> DATA FOR THIS EXERCISE:
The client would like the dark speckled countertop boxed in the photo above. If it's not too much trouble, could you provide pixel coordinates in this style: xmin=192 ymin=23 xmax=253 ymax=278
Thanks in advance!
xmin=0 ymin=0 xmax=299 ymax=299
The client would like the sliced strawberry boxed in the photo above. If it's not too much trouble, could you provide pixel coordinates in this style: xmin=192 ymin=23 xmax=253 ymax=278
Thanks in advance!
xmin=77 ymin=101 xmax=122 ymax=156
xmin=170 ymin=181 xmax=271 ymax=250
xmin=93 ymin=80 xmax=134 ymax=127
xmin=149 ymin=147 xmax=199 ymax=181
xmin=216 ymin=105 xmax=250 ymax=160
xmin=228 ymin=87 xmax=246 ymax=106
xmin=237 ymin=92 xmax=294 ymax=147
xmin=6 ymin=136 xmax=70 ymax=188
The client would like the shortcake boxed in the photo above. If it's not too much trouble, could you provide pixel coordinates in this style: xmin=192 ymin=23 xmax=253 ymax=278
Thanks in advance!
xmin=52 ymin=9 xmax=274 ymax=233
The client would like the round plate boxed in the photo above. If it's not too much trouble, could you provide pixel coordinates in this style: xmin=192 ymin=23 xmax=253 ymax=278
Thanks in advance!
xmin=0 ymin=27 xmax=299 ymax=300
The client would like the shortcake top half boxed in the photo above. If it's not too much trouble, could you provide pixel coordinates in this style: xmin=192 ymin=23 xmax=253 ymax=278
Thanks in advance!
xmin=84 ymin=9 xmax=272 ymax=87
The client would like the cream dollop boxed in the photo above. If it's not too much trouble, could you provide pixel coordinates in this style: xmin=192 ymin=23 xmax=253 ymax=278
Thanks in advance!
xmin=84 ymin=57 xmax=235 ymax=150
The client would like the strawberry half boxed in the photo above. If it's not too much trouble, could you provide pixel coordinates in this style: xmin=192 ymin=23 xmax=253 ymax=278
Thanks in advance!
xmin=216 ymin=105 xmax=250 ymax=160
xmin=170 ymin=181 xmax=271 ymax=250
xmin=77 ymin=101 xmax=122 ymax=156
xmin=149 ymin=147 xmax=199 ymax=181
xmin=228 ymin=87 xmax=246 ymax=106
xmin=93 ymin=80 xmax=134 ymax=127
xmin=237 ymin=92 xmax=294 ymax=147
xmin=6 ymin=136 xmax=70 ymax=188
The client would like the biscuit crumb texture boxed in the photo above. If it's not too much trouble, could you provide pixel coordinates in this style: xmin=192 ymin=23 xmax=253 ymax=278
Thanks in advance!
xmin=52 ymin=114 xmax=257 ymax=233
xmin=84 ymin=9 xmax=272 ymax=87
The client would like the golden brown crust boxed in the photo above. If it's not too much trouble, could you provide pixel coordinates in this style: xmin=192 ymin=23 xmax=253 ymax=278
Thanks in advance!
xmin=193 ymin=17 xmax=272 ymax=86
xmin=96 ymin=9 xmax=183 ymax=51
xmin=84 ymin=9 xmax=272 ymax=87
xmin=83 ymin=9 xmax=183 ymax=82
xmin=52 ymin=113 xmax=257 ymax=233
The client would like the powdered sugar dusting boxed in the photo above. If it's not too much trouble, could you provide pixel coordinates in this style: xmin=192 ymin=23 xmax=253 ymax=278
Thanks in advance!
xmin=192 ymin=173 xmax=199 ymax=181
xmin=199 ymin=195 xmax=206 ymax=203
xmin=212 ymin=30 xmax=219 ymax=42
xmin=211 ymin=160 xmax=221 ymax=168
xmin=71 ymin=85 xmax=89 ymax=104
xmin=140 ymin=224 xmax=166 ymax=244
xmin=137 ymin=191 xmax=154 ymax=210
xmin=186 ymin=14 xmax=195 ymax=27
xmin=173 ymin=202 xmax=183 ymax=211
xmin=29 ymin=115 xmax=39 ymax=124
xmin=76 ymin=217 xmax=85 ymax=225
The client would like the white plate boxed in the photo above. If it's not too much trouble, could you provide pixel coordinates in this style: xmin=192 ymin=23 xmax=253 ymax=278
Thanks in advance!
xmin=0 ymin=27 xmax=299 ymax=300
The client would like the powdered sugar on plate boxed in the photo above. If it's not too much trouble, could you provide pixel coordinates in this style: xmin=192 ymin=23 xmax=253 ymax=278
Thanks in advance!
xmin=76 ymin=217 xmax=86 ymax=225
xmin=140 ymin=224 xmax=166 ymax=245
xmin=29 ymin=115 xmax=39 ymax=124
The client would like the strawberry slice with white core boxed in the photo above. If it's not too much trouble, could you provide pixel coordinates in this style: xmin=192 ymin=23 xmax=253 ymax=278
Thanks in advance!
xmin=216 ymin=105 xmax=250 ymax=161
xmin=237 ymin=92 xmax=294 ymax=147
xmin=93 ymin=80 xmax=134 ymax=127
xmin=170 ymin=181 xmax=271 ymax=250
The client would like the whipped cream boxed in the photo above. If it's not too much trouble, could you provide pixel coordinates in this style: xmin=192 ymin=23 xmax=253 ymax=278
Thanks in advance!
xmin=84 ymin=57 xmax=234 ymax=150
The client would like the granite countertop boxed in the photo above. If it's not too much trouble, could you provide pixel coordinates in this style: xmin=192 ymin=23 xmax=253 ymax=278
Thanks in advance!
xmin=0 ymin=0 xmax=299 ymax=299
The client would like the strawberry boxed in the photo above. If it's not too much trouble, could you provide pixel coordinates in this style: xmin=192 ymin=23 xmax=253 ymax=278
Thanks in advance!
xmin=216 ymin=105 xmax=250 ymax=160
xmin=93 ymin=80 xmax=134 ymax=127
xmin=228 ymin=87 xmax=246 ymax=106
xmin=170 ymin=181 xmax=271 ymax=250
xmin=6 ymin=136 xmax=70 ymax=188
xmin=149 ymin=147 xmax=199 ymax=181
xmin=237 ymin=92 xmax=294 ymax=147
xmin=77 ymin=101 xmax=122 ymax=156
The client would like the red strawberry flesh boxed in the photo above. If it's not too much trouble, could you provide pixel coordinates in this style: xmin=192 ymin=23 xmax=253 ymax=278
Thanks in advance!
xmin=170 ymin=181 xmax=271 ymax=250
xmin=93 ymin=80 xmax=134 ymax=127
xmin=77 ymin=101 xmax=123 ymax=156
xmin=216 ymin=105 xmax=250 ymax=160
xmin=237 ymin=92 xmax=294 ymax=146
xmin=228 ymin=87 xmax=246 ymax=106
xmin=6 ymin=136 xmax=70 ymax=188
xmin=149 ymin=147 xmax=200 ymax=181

> PROBLEM DETAILS: Search the material for the string "countertop" and return each line that has it.

> TASK OUTPUT:
The client would like the dark speckled countertop boxed in the photo above. If it's not too much trouble, could you provide pixel coordinates in this style: xmin=192 ymin=23 xmax=253 ymax=278
The client would like the granite countertop boxed in the photo above. If it's not too much trouble, could you provide pixel coordinates in this style: xmin=192 ymin=23 xmax=253 ymax=278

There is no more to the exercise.